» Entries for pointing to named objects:
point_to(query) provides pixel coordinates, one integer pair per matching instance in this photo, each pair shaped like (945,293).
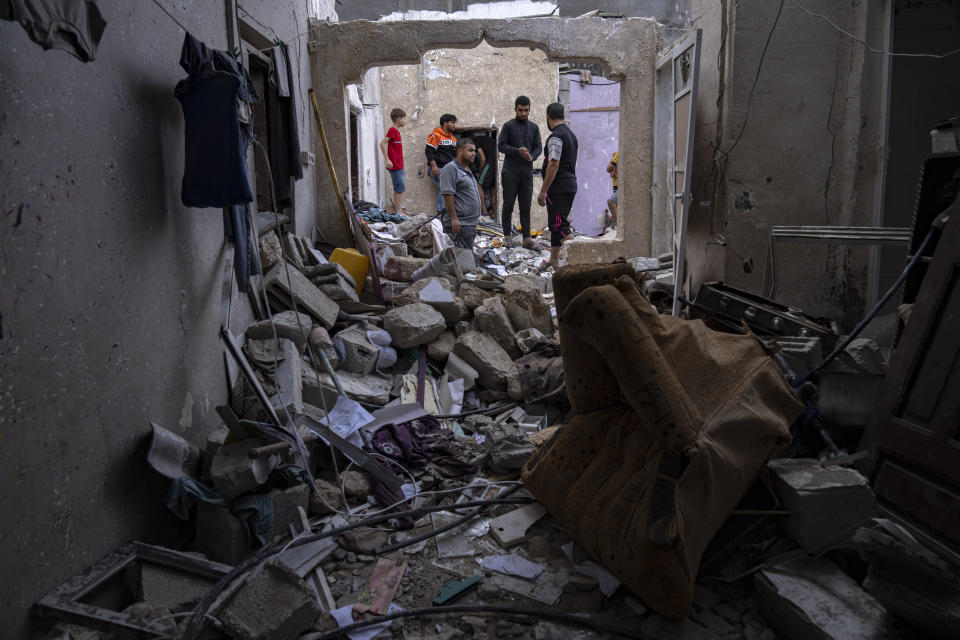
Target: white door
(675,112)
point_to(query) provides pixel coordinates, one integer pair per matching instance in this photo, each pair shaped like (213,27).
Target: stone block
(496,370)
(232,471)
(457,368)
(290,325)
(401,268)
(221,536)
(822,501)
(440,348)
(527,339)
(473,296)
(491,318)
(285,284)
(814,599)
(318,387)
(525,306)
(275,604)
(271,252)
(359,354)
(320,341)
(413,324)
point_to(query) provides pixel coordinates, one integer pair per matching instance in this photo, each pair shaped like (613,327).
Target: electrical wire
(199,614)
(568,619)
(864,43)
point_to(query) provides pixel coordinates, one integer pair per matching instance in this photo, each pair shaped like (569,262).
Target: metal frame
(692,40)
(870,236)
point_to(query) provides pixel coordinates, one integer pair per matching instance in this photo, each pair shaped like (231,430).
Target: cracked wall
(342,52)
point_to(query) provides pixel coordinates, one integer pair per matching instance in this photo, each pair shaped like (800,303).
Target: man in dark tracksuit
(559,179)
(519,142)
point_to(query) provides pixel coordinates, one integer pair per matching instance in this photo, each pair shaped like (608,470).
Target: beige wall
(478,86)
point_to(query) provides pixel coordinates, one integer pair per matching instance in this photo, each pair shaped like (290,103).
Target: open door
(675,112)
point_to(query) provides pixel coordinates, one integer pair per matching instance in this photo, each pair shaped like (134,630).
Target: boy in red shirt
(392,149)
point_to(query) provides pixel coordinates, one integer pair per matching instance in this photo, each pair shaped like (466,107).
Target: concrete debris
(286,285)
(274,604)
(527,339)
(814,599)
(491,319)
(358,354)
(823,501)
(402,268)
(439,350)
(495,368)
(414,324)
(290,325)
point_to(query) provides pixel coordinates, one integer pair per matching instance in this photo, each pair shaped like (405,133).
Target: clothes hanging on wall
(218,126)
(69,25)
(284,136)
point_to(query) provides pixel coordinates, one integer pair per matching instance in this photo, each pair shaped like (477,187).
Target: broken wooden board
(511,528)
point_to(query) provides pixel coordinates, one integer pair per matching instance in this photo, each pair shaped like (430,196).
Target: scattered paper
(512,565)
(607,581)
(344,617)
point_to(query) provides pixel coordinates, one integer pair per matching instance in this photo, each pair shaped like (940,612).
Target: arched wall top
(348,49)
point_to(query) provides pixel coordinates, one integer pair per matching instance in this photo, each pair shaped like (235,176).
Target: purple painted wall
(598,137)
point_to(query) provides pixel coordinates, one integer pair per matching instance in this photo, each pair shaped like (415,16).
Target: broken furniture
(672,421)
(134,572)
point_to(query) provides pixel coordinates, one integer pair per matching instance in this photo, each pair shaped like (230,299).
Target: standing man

» Directive: Please put the part of the records that opens with the line containing "shaped like (230,299)." and runs through the end of the records into a JSON list of strings, one string per line, with blank lines left out.

» Full solution:
[
  "point_to(query) provides pixel coordinates, one integer pair per matching instance in this photo, each pair shaped like (230,299).",
  "Target: standing man"
]